Exercise task: Reproduce word for word the part of the dueling rules starting with "65. In the pistol" and going on through "on the spot.".

63. When four pistols are used, if one of the party is wounded, the
contest must cease, and the wounded man not be allowed to fire, as it
is evident that his antagonist, who might remain with a loaded pistol,
would have an unfair advantage over him in a cool deliberate fire.

64. When one of the parties is wounded, the affair must be considered
ended, even though the wounded party should express his wish to
proceed, unless the seconds consider him in a fit state to continue the
combat.

65. In the pistol duel called _à marche interrompue_, a distance of
forty-five or fifty paces is measured, and two lines are traced and
marked between the distance of fifteen to twenty paces. Thus the
combatants may advance fifteen paces.

66. On the word “March,” the combatants may advance in a _zigzag_ step,
not exceeding two paces. They may take aim without firing; and while
advancing stop when they choose, and advance again; but once having
fired, both parties must halt on the spot.

67. The combatant who has not fired, may now fire, but without
advancing; and the party who has fired, must firmly stand the fire of
his antagonist, who for that purpose is allowed half a minute; if he
allows a longer time to elapse, he must be disarmed by the seconds.

68. In the pistol duel, called _à ligne parallèle_, two parallel lines
are traced by the seconds fifteen paces from each other, and from
thirty-five to twenty-five paces in length.

69. The combatants are placed at the extremity of each line, fronting
each other.

70. The seconds stand behind their principals in a situation that may
not expose them to the fire of the parties. The signal is given by the
word “March.”

71. The combatants then advance, not upon each other, but in the
direction of the line that has been traced for them; and, therefore,
whether one of the adversaries has advanced or not, he will, find
himself placed at fifteen paces from the other.

72. The champion who fires must stop; but he may halt without firing,
take aim, and continue to advance.

Given entries:

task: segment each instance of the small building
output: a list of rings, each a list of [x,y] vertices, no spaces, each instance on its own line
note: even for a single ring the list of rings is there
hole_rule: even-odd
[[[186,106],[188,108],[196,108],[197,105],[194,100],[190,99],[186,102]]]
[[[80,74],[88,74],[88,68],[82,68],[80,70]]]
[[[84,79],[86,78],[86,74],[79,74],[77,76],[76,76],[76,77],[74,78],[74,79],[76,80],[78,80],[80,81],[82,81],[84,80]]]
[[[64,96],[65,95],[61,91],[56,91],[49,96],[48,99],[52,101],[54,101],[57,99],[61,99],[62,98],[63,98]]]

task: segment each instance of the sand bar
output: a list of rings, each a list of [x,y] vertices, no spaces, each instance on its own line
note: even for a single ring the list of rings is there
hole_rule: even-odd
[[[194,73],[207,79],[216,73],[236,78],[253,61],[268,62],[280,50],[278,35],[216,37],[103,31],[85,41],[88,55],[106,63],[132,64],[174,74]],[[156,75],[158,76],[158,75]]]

--

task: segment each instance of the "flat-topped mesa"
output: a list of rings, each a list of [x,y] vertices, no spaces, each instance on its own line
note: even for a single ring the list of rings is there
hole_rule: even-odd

Answer for this exercise:
65. In the pistol duel called _à marche interrompue_, a distance of
forty-five or fifty paces is measured, and two lines are traced and
marked between the distance of fifteen to twenty paces. Thus the
combatants may advance fifteen paces.

66. On the word “March,” the combatants may advance in a _zigzag_ step,
not exceeding two paces. They may take aim without firing; and while
advancing stop when they choose, and advance again; but once having
fired, both parties must halt on the spot.